◆ **Exercise prompt**: After finding the line containing "Shelf-audit tagging: for every instance of the blue jeans" below, please output that line and each following one through the line containing "Shelf-audit tagging: for every instance of the beige", exactly as written.

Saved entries
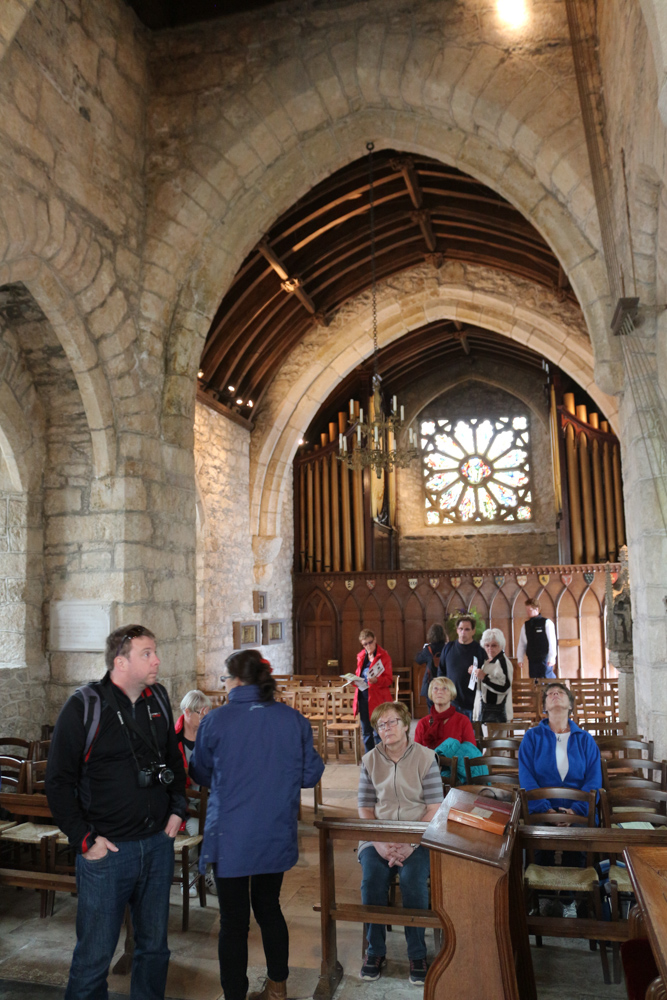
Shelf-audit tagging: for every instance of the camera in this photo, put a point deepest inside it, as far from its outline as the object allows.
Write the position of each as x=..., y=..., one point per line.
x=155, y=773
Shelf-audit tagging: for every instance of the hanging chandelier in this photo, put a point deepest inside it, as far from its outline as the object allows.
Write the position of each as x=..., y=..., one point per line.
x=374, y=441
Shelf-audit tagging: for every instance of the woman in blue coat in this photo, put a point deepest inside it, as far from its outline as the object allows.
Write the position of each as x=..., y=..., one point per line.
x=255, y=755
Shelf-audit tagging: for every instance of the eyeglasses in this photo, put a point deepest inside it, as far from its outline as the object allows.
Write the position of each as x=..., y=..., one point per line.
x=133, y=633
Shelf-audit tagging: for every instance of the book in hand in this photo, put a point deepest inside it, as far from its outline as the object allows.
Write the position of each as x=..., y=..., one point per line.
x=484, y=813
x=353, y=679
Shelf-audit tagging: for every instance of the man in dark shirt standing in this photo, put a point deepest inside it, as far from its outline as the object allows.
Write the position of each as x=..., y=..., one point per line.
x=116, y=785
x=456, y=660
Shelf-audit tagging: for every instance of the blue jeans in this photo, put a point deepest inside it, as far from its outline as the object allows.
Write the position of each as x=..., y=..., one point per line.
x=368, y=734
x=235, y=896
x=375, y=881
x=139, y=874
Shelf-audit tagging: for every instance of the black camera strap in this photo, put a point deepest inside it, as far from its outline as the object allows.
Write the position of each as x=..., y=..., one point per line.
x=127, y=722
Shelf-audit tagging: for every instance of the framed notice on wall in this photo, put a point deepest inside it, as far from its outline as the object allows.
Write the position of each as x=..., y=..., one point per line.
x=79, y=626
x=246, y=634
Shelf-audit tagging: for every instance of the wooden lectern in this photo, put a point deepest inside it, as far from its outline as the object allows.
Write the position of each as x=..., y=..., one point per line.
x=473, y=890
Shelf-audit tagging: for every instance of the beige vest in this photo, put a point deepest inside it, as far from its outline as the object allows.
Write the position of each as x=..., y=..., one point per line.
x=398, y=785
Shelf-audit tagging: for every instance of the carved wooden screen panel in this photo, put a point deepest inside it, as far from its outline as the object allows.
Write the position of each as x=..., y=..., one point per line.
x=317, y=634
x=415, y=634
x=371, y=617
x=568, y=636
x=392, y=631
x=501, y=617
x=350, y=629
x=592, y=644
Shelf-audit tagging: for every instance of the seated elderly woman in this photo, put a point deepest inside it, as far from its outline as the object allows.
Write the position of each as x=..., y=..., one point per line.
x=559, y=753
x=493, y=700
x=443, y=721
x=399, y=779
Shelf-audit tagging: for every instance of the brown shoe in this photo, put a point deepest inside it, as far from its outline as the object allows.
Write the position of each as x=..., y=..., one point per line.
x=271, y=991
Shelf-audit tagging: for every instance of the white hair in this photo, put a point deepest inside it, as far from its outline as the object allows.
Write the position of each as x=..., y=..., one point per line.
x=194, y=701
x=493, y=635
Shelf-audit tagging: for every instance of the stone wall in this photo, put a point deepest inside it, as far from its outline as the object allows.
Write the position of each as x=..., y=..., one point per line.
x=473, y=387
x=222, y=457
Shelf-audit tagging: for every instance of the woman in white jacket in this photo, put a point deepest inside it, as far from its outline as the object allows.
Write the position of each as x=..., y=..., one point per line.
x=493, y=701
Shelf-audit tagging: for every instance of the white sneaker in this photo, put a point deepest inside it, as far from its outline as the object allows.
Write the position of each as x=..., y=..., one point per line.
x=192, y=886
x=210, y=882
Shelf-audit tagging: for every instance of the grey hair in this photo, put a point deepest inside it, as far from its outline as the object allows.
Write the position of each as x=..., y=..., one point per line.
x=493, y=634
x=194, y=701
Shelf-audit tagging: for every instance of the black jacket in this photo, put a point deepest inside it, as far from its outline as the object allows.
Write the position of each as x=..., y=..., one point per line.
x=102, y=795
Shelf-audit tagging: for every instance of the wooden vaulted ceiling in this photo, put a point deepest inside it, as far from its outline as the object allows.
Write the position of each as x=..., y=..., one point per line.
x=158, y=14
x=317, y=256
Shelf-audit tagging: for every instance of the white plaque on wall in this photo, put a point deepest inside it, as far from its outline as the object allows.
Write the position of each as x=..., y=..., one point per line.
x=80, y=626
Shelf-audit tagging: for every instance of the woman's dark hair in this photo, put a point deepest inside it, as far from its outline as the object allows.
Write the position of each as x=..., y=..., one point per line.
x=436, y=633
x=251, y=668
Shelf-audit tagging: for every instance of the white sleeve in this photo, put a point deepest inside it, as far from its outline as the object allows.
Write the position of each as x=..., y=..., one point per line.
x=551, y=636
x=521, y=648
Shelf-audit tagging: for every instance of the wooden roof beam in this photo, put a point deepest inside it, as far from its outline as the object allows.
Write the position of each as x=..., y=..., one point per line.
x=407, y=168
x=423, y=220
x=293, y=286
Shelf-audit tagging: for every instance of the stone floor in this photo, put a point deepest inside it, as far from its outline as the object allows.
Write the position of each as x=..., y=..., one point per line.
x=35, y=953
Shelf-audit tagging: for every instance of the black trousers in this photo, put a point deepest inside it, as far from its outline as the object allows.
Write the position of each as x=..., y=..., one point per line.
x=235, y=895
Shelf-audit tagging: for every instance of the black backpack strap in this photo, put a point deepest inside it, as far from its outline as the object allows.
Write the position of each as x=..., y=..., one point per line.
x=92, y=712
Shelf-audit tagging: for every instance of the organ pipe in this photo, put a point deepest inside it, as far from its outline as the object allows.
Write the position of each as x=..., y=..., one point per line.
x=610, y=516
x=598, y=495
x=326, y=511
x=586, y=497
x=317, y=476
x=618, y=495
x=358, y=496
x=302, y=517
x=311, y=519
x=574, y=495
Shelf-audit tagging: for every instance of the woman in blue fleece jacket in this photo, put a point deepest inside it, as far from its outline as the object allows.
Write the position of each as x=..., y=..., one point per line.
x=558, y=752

==

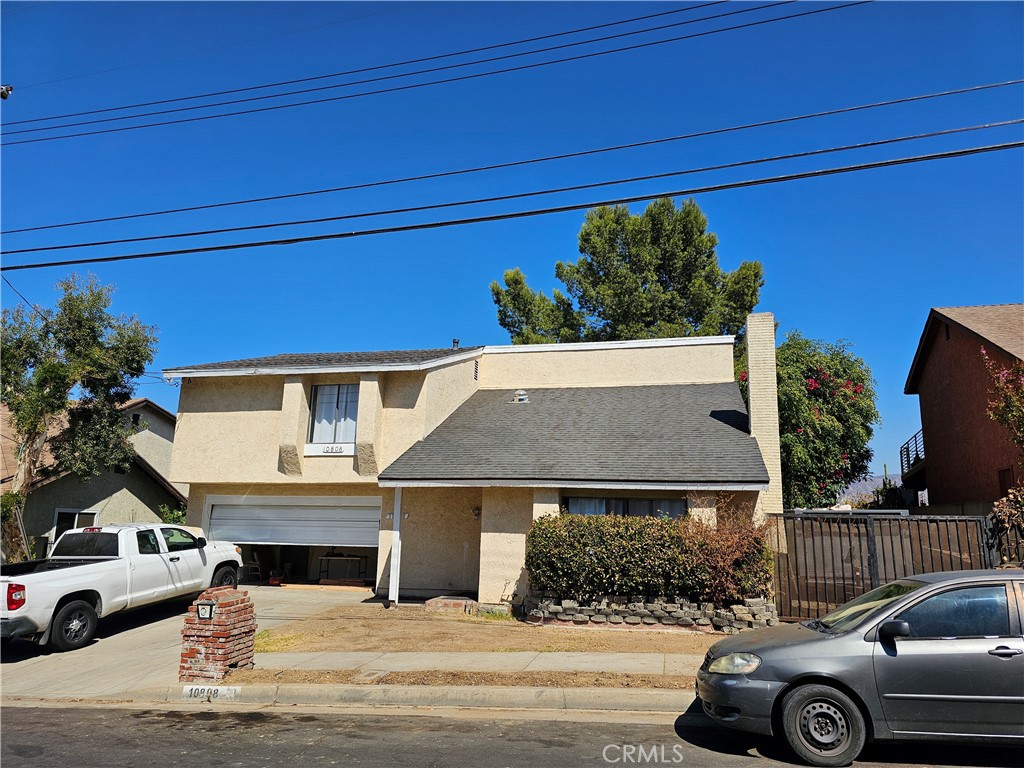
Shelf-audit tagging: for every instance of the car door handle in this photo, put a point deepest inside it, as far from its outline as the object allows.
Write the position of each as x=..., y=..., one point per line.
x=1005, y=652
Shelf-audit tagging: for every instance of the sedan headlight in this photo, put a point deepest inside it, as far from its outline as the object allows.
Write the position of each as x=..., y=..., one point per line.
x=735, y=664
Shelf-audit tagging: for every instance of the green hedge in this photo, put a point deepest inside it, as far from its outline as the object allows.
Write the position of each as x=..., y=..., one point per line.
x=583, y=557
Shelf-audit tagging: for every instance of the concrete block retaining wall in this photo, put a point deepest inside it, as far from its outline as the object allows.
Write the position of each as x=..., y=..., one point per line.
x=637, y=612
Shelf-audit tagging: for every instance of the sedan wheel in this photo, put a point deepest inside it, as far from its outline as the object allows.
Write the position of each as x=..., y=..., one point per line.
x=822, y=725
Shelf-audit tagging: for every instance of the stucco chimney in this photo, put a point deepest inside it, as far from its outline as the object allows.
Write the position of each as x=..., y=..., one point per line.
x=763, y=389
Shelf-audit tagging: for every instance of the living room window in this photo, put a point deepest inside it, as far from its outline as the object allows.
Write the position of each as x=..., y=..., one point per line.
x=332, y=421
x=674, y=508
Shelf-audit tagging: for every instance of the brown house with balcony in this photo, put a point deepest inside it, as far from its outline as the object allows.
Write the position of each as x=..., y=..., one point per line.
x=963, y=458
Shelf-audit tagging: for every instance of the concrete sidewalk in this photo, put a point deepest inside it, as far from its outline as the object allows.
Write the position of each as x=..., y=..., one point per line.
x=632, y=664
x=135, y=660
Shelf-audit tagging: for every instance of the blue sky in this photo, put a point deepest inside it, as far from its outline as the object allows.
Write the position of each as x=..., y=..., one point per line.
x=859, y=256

◆ **Answer space**:
Shelf-audit tagging: for every instance of the blue jeans in this photo, put a point deepest inside it, as far from its outline as the object allows.
Write the position of each as x=..., y=..., one point per line.
x=368, y=734
x=235, y=896
x=375, y=881
x=139, y=874
Shelf-audit tagging: for every instance of the black camera strap in this photo, put a point deepest inside it, as far from its outline as the object allows.
Write the position of each as x=..., y=..., one point per line.
x=127, y=722
Shelf-audit tagging: for every instance of the framed notice on wall in this photo, put a point deepest inside it, as far from its outline as the object allows.
Write the position of each as x=..., y=..., one point per line.
x=79, y=626
x=246, y=634
Shelf-audit tagging: for every instance of the wooden lectern in this photo, put a point deepest inside it, as far from its outline as the object allows.
Write the position of each as x=..., y=..., one point per line.
x=473, y=890
Shelf-audit tagging: for every instance of the beige vest in this photo, put a point deepest inside it, as far from its outline as the object allows.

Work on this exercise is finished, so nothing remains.